GIVEN TEXT:
========

In this class, we will learn how the church developed since the first century.

Let us go back to the time of the first century, and understand the challenges the church faced.

I. FIRST CENTURY

Communication was difficult as the roads were not paved. Personal visits were not easy and the letters were delivered by hand. Scriptures were being written. Lots of opposition.

Inspite of all this, the church multiplied and grew.

Notable third century activities are:
1. Beginning of Monasteries.
2. Church buildings - earliest known in 232AD in Dura Europos.

The early fourth century Christians faced a lot of persecution. All that changed after the conversion of the Roman Emperor Constantine. The Roman Emperor Constantine had a vision of the cross "in this emblem will you conquer", during his war. He won and believed in Jesus.

II. THE FOURTH CENTURY

Five Key Dates:

1. 305 -- Worst Persecution.
- During the 2nd Century it started to be illegal to act Christian.
- Once persecution stopped, they got softer in their commitment.

2. 313 -- Toleration.

========

Stored items:

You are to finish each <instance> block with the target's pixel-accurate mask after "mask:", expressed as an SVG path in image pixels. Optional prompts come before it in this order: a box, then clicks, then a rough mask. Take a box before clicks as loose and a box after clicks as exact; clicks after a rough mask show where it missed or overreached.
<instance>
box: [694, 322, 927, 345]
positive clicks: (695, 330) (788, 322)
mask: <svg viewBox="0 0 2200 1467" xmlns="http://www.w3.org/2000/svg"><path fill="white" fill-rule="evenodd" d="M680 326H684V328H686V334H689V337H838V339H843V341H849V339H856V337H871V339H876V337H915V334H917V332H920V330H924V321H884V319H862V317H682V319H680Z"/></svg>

========

TASKS FOR THIS EXERCISE:
• A. Render this sentence from the church history notes into Spanish: "Communication was difficult as the roads were not paved."
• B. Write what comes next in the church history notes, picking up after their last line.

YOUR WRITTEN ANSWERS:
• A. La comunicación era difícil porque los caminos no estaban pavimentados.

• B.
- The Edict of Milan made it legal to be a Christian.

3. 325 -- Council of Nicea.
- Constantine presided over the council of Bishops (not a Christian)
- Church became more and more political.

4. 381 - Official Religion.
- Constantine decreed Christianity as the official religion of the Roman Empire.
- Had to be a Christian to hold public office (Simony = buying power/office)
- From 10% to 90% of the empire "Christians"

5. 400+ -- Chaos and Disorder.
- In the Empire as well in the church.
- Augustine's explanations of original sin to justify infant baptism,
- Other heresies including once saved/always saved, predestination, etc.

III. THE MIDDLE AGES

Characteristics:
1. No Bibles - Wycliff (14th century) translated Bible to English
2. Leadership Problem - Anyone could become a priest (compare to Jeroboam)
3. Misunderstanding of Salvation
4. Pride
- Latin became the official language (commoners didn't know it)
- Inquisitions - Spain in 1400s used force to deal with heretics (Muslims)
- Indulgences - What Luther protested, forgiveness through personal compensation
- Crusades - Jerusalem unable to dislodge Muslims
- The Protest movements squelched systematically
- [1054] Split of Eastern Orthodox (Greek speakers) centered in Constantinople
- Latin Vulgate translated about 300s
- The NT was written in Greek, translated into Latin (most significant).

IV. REFORMATION
- Reformation really returned to Augustine
- No free will, predestined to be saved, never can be lost, some predestined to hell
- Luther 1517 (Germany) Calvin - (Swiss/French speaking)
- Knox (Scotland) Zwingli - (Swiss/German speaking)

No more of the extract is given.